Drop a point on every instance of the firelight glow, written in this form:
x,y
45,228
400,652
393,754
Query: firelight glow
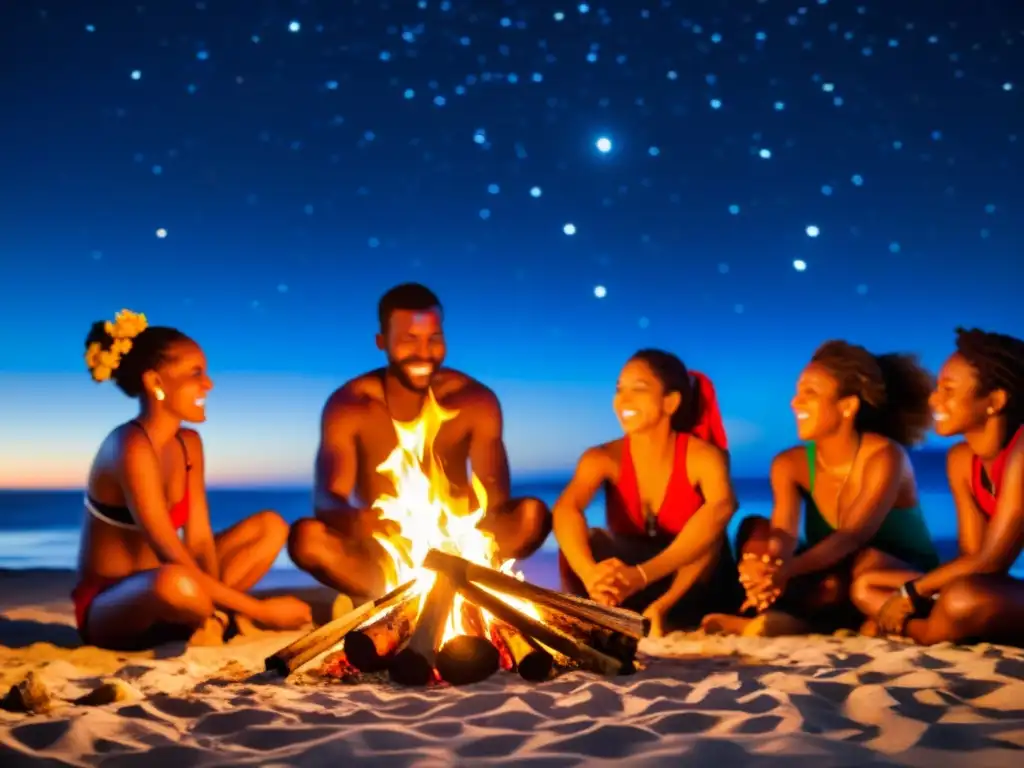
x,y
429,516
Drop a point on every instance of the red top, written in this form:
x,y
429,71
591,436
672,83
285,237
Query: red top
x,y
179,512
682,500
986,500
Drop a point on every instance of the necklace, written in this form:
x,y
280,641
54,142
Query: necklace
x,y
846,478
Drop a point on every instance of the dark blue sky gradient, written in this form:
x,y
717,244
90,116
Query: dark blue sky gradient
x,y
299,174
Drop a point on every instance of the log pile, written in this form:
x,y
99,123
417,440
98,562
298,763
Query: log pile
x,y
400,634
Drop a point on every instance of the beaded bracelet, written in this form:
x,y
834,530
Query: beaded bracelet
x,y
643,572
777,562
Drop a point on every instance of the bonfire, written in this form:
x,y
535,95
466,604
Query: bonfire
x,y
455,609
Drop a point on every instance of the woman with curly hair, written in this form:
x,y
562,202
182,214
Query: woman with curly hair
x,y
857,413
151,569
980,396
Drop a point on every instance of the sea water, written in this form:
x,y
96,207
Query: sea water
x,y
41,528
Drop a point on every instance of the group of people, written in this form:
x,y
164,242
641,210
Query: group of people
x,y
859,556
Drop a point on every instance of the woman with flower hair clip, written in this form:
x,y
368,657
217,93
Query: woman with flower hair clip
x,y
151,569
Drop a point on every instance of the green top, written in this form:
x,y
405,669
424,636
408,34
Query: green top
x,y
903,534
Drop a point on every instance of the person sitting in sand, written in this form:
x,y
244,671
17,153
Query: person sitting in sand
x,y
357,433
668,499
857,413
150,567
980,395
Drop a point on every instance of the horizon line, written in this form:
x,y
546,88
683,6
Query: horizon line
x,y
302,486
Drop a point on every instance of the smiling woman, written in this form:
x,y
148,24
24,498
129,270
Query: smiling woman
x,y
151,568
669,501
857,414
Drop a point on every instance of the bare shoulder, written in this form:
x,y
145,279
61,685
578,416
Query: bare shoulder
x,y
194,442
127,438
462,392
792,462
449,383
705,452
876,445
355,396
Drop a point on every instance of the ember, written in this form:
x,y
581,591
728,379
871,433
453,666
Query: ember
x,y
456,610
387,634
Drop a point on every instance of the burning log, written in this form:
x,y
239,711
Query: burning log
x,y
370,647
307,647
460,570
472,620
607,641
467,658
414,665
584,654
530,660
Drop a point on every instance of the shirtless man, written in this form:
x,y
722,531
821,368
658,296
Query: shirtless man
x,y
356,434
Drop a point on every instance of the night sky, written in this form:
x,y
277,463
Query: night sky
x,y
734,181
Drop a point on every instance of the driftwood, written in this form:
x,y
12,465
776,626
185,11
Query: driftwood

_What to produce_.
Send back the data above verbatim, leaving out its pictures.

_Answer_.
Drop a point on every instance of the firelight glow, written in this form:
x,y
45,228
400,652
393,754
Query: firelight glow
x,y
429,516
Drop a point on every instance of the red top, written in this form:
x,y
429,71
591,436
672,83
285,237
Query: red top
x,y
179,512
682,500
986,500
Drop a point on every instance of the necklace, written in this form:
x,y
280,641
54,142
Query: necklace
x,y
846,478
Drop a point on every instance of the dark blue sky gradient, written in this form:
x,y
717,244
90,116
Query: dark blue sky gradient
x,y
299,174
Drop a point on every instance of the log pile, written in this form:
x,y
99,123
417,440
98,562
298,763
Query: log pile
x,y
400,634
Drop a point on every instance of the beaded bracelet, written in this form:
x,y
834,530
Query: beaded bracelet
x,y
643,572
777,562
Drop a point on every instance of the bonfire, written in this form:
x,y
535,95
466,604
Query: bonfire
x,y
455,609
Drop a point on every instance of the woman with curly hair, written in this form:
x,y
562,202
182,214
Query: woman with curly hair
x,y
857,413
151,569
980,396
Drop a point on every instance of the sea water, written in this form:
x,y
96,207
Query: sea water
x,y
41,528
Drop a point on every instance of the group of people, written in this form:
x,y
164,242
641,210
Query: group of people
x,y
859,556
Drop a point on every instance of the woman with flower hair clip, written in this form:
x,y
368,657
217,93
Query: woman with flower hair clip
x,y
151,569
Drop a point on every instance of the green top, written in this form:
x,y
405,669
424,636
408,34
Query: green top
x,y
903,534
Drop a point on every instance of the person sitting in sand, written in this form:
x,y
244,671
17,153
Query: person sitting in sand
x,y
357,433
668,499
857,413
150,567
980,395
Drop a point on every instance of the horizon line, written in this form:
x,y
546,88
683,6
Query: horizon line
x,y
302,486
Drop a point on every instance of the smiling woman, written in this form:
x,y
148,24
24,498
129,270
Query: smiling woman
x,y
151,568
669,501
857,414
Drop a point on every instance of the bare shoulder, written in this form:
x,y
145,279
61,685
578,416
Query: bare shoulder
x,y
194,442
127,438
462,392
792,462
449,383
705,452
876,445
355,396
Drop a point on every instance of the ember, written in this form:
x,y
581,591
728,379
871,433
453,666
Query: ember
x,y
456,610
387,634
Drop a point on every instance of the burning log, written in this form:
x,y
239,711
Query: burning log
x,y
370,647
307,647
460,570
472,620
607,641
467,658
414,665
584,654
530,660
Drop a point on every instance of the shirtless man, written in this form:
x,y
722,531
821,368
658,296
Query: shirtless man
x,y
356,434
Drop a point on every instance of the night sky, written in this form:
x,y
277,463
Query: night sky
x,y
734,181
Drop a point on every instance of the driftwood, written in this form:
x,y
12,465
776,626
185,11
Query: driftwood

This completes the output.